__SET EXERCISE__
Recast the listing below as a JSON list of strings, one string per line, skipping blank lines and leaving out the picture.

__DATA SECTION__
· · · · · · ·

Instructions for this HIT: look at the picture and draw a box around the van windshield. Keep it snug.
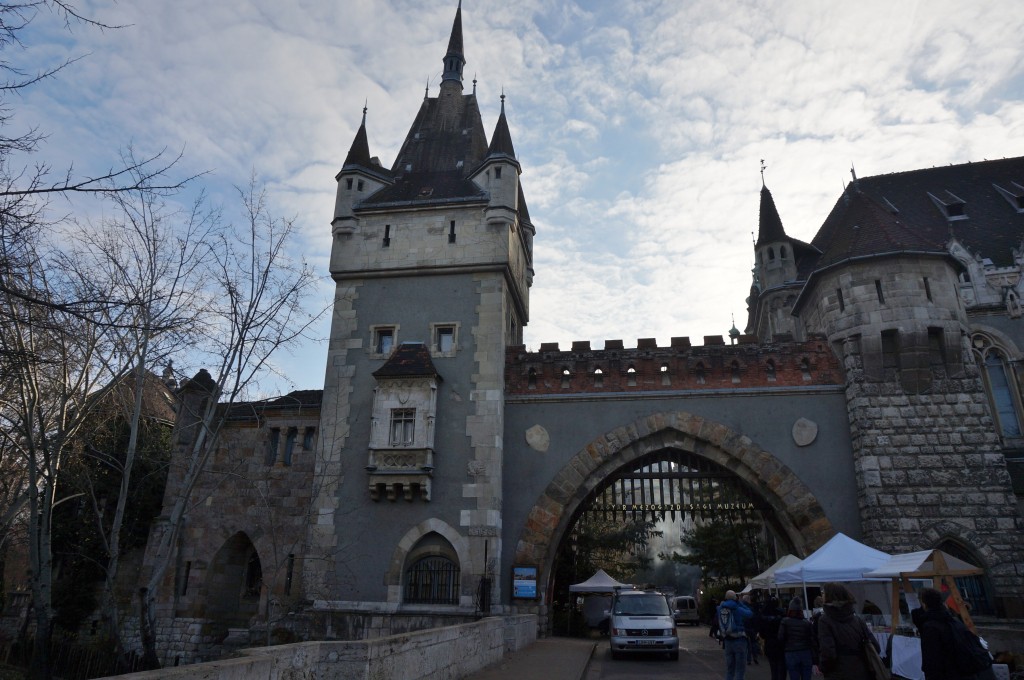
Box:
[612,593,669,617]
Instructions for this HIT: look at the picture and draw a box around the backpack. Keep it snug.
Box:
[718,604,745,639]
[949,619,992,676]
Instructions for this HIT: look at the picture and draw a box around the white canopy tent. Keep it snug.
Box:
[569,569,633,628]
[774,534,893,611]
[569,569,633,593]
[775,534,890,586]
[743,555,803,592]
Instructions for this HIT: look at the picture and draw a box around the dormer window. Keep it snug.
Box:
[992,182,1024,213]
[928,190,968,222]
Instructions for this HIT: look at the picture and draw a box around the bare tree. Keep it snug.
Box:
[49,173,219,671]
[139,178,323,667]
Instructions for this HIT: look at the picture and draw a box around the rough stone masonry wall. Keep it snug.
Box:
[847,376,1024,615]
[99,615,537,680]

· · · · · · ·

__RESPONSE__
[
  "Instructions for this HIT: look at the picture and draw a box around the van windshield. Keep it snug.",
  "Box:",
  "[612,593,669,617]",
  "Instructions for this HIT: look at the picture and draw a box around the backpack. Keep it snug.",
  "Box:",
  "[718,604,745,639]",
  "[949,619,992,676]",
  "Instructions for this HIT: look at the picture and draw a box around the white canopy tent. Keep it snug.",
  "Box:",
  "[569,569,633,628]",
  "[774,534,893,611]",
  "[569,569,633,593]",
  "[775,534,890,586]",
  "[743,555,803,592]",
  "Instructions for this HIT: look at the picture and draw a box around the dormer window. Keep it snug.",
  "Box:",
  "[992,182,1024,213]",
  "[928,190,968,222]",
  "Instructions for this HIT: look at the picture and draw a box around the bare tree. Keep it snug.",
  "Box:",
  "[49,173,219,671]",
  "[139,178,323,667]",
  "Instructions for this HIT: look at the picture and draw a box around the rough stone masonry wall. Keep it snug.",
  "Box:",
  "[847,376,1024,615]",
  "[99,615,537,680]"
]